→ WHAT YOU HAVE TO DO
Copy out every line in the items below that contains the string "following".

········

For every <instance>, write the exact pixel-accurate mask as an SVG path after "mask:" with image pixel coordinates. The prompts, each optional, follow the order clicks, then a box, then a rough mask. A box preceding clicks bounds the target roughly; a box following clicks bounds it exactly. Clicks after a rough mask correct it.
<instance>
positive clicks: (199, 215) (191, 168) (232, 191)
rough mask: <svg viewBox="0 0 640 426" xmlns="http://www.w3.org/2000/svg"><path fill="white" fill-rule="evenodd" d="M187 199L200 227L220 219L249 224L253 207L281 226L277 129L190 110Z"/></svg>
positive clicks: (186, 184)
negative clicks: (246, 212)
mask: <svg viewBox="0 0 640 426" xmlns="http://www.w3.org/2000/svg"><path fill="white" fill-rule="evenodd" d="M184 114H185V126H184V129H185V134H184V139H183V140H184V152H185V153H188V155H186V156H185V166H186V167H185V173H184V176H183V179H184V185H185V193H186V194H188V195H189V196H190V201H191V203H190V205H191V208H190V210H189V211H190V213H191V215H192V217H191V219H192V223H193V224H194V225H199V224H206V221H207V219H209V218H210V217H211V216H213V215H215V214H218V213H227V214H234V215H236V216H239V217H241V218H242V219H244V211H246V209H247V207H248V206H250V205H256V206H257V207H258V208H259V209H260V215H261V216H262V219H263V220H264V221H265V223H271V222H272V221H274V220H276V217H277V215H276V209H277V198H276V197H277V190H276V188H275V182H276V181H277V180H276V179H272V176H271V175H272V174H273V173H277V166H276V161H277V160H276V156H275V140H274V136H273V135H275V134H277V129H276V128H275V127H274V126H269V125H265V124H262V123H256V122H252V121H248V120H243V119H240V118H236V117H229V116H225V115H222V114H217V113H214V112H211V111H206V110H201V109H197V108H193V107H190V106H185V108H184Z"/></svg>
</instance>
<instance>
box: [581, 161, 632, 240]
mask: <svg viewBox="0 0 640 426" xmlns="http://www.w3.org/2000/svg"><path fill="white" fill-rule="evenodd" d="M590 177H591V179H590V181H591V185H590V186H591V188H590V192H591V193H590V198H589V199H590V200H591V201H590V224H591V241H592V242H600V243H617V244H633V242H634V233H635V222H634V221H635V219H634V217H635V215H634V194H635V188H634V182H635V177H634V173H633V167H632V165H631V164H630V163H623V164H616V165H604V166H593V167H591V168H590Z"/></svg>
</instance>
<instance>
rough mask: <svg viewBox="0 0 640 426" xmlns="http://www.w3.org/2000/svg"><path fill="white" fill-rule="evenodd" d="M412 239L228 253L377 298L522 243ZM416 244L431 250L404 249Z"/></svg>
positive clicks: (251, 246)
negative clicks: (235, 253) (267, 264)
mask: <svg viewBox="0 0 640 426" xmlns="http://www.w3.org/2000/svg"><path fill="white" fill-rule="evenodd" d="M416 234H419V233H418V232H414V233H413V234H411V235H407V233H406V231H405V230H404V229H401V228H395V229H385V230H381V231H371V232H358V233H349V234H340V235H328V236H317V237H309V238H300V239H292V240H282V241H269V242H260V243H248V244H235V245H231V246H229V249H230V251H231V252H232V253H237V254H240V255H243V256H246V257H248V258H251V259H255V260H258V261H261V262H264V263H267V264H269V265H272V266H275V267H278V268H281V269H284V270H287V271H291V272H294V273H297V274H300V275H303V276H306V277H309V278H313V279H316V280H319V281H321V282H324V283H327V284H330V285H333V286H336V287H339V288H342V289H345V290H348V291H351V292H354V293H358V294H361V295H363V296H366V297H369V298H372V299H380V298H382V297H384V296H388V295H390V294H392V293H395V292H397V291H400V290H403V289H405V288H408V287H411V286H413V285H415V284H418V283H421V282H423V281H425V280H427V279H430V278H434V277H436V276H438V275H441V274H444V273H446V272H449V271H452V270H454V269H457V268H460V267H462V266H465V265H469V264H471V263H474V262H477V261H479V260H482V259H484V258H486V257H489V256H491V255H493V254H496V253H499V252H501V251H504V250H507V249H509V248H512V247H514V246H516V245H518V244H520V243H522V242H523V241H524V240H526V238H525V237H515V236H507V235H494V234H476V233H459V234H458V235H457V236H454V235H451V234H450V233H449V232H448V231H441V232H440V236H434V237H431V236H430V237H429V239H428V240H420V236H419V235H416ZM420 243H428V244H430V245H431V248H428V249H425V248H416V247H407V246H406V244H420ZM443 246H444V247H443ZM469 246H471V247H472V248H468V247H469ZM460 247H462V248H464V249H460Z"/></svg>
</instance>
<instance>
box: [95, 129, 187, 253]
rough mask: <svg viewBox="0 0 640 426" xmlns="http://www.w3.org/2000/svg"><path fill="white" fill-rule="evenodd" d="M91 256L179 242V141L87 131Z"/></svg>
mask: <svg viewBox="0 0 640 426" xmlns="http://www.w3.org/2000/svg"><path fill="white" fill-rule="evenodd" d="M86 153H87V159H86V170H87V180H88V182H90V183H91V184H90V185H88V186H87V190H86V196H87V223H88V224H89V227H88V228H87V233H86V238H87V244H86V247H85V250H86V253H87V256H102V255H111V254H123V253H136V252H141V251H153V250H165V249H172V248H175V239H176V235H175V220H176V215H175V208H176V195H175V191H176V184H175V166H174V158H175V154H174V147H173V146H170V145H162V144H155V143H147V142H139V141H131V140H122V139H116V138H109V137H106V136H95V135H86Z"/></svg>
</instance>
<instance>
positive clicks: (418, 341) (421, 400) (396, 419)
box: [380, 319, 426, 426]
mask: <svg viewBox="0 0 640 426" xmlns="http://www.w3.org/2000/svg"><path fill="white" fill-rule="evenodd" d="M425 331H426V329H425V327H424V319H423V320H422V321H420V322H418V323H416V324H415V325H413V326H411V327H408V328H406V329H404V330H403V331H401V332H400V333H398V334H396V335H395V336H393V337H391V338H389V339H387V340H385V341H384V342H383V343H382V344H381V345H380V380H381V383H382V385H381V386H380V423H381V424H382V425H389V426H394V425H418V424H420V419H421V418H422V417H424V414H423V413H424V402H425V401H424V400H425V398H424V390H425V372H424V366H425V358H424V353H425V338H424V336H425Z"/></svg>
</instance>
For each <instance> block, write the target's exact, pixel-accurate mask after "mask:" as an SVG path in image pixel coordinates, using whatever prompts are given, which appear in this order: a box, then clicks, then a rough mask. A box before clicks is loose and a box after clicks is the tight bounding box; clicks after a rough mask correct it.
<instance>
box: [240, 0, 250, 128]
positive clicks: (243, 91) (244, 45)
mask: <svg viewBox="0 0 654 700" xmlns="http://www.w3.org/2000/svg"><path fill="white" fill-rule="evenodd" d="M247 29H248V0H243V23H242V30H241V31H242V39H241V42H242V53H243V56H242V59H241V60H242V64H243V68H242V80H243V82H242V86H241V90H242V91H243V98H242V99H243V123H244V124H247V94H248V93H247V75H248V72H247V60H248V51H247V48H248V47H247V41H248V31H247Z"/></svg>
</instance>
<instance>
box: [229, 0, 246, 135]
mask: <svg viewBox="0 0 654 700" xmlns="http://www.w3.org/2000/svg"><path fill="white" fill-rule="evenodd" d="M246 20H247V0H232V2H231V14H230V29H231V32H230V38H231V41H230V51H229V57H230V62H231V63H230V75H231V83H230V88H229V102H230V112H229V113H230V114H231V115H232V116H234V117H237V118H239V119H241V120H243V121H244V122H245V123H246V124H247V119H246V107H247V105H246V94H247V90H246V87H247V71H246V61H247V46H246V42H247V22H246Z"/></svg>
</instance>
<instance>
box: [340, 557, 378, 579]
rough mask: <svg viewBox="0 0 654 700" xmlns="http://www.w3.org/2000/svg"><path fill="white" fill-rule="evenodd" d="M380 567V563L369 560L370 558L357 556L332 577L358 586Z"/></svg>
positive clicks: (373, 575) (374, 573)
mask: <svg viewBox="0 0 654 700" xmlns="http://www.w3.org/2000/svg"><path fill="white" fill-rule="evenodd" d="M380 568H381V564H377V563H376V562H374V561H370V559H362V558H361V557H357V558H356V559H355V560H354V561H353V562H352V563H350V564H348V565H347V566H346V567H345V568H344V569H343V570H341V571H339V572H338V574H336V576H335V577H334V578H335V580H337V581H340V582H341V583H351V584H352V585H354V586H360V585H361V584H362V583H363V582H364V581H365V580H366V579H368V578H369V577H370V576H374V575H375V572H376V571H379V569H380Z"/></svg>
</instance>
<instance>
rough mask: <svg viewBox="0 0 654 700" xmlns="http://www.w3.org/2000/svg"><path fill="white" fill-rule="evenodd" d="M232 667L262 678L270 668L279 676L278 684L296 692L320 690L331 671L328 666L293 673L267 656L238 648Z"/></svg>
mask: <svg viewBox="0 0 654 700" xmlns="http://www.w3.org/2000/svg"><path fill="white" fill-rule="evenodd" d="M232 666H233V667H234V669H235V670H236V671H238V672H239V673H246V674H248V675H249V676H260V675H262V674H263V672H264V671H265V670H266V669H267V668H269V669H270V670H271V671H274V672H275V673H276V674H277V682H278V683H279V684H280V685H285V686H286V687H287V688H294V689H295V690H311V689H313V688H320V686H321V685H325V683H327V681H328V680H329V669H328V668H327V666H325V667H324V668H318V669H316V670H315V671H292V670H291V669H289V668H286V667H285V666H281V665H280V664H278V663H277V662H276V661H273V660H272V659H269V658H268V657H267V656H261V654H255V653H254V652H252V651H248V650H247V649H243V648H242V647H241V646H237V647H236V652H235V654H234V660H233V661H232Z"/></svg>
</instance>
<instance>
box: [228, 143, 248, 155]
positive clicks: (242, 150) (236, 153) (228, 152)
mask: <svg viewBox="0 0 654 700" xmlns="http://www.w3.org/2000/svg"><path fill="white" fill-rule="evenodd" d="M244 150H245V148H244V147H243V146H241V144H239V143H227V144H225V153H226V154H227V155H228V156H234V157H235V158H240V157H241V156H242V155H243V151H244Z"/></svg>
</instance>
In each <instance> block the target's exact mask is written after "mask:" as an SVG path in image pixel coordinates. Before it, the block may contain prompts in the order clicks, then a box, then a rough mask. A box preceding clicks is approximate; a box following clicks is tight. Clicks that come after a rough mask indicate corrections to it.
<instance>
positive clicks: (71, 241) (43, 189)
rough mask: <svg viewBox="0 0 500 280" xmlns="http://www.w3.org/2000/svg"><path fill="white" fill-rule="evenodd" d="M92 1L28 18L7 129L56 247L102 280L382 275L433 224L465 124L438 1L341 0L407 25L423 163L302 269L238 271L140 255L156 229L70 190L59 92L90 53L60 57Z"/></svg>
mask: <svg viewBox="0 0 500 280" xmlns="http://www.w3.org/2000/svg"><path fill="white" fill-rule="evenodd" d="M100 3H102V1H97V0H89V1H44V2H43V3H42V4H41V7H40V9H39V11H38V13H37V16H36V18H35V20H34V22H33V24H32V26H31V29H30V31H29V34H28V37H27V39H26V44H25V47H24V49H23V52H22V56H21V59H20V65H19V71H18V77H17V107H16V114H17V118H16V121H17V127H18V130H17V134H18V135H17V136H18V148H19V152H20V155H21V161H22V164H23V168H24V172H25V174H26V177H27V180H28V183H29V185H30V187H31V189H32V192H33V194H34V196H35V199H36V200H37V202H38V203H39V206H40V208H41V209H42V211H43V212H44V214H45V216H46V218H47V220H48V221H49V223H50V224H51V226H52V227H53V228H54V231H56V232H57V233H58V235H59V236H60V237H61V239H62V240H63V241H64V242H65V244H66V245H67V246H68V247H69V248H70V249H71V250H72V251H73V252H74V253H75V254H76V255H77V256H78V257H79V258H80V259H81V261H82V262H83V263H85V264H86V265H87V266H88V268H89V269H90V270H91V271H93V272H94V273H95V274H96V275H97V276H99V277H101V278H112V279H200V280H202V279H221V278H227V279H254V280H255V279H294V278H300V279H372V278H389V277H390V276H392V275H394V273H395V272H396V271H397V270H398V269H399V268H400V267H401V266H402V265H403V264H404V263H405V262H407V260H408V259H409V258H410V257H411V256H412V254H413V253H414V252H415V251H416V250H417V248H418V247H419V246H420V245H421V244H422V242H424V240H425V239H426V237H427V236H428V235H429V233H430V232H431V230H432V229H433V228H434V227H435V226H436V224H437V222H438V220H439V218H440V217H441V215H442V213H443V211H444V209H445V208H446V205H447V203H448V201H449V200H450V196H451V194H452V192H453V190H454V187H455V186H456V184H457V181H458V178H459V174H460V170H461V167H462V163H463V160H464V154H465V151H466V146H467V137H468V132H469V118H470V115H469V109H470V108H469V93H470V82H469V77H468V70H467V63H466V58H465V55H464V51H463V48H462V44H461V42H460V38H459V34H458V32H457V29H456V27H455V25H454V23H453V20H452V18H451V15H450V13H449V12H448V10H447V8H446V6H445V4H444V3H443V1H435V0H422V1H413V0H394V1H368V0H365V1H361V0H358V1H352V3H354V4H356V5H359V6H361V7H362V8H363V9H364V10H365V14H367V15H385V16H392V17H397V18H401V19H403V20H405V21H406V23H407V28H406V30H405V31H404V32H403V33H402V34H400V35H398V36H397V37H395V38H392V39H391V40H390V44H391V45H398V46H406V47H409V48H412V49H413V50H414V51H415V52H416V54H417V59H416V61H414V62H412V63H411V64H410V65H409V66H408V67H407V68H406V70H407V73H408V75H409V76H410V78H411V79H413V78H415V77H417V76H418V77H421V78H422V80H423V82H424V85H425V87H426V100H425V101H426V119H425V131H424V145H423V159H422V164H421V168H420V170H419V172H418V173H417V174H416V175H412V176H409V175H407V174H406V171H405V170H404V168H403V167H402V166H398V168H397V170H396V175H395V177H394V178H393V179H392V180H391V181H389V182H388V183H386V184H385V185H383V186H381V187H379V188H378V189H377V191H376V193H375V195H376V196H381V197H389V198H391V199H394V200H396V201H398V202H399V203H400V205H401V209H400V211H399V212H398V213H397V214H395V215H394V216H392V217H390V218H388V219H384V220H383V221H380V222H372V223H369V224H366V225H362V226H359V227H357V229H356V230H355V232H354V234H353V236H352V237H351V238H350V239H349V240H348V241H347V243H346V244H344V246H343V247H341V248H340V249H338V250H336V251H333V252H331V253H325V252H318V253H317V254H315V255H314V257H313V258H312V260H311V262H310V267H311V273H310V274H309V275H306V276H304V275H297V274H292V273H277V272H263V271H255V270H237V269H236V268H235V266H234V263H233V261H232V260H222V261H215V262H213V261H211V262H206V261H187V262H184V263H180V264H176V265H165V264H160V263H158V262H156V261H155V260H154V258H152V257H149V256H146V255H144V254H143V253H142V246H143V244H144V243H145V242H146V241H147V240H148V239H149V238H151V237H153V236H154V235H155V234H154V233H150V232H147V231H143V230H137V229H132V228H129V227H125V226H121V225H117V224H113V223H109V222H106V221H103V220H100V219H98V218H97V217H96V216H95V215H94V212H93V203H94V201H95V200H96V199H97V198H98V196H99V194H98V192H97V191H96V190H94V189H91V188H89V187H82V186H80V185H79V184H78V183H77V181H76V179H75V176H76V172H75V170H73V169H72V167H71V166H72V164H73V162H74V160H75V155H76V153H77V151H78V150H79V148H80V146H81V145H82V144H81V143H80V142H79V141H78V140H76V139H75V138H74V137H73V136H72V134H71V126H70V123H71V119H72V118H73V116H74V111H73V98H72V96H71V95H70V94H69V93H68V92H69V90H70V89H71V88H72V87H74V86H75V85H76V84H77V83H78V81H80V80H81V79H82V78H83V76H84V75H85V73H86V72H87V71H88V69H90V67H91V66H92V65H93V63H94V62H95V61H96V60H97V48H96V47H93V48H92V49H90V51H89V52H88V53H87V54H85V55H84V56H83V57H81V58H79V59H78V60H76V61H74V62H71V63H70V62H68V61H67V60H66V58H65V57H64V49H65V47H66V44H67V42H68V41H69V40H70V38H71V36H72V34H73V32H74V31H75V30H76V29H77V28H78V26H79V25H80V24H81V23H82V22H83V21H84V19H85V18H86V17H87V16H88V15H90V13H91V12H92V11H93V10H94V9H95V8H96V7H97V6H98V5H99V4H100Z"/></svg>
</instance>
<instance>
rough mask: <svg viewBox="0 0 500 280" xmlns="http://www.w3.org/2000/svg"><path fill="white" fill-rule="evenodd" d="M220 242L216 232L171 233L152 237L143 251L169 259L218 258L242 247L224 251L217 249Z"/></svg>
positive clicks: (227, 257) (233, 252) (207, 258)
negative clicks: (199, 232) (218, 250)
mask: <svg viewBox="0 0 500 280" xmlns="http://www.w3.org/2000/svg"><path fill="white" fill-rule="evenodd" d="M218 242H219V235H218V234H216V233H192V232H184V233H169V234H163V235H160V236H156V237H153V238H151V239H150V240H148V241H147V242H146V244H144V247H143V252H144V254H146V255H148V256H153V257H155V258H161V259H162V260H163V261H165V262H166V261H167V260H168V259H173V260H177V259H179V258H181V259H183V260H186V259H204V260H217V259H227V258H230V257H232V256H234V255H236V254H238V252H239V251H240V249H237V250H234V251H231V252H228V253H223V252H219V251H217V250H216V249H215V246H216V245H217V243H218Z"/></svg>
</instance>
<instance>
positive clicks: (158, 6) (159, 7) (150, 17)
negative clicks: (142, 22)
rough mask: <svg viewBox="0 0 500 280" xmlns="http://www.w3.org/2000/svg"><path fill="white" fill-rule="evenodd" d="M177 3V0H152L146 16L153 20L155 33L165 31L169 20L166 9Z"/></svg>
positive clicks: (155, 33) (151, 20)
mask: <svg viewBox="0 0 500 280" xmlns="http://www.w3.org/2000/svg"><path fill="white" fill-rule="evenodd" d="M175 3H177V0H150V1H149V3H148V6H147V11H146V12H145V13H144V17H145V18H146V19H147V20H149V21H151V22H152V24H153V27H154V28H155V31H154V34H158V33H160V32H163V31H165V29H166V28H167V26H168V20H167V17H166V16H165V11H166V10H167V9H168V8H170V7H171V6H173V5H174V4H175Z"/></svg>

········

→ YOUR RESPONSE
For every <instance>, write the exact pixel-accurate mask as an SVG path after "mask:" with image pixel coordinates. The prompts, each optional, follow the order clicks, then a box, then a rough mask. A box preceding clicks bounds the target roughly; a box following clicks bounds it exactly. Clicks after a rough mask correct it.
In each <instance> block the target's exact mask is written after "mask:" as an SVG path in image pixel coordinates. Before it, the block may contain prompts in the order clicks, then a box, then a rough mask. A box preceding clicks is approximate; a box following clicks is tight. Clicks that come after a rough mask indicate corrections to it.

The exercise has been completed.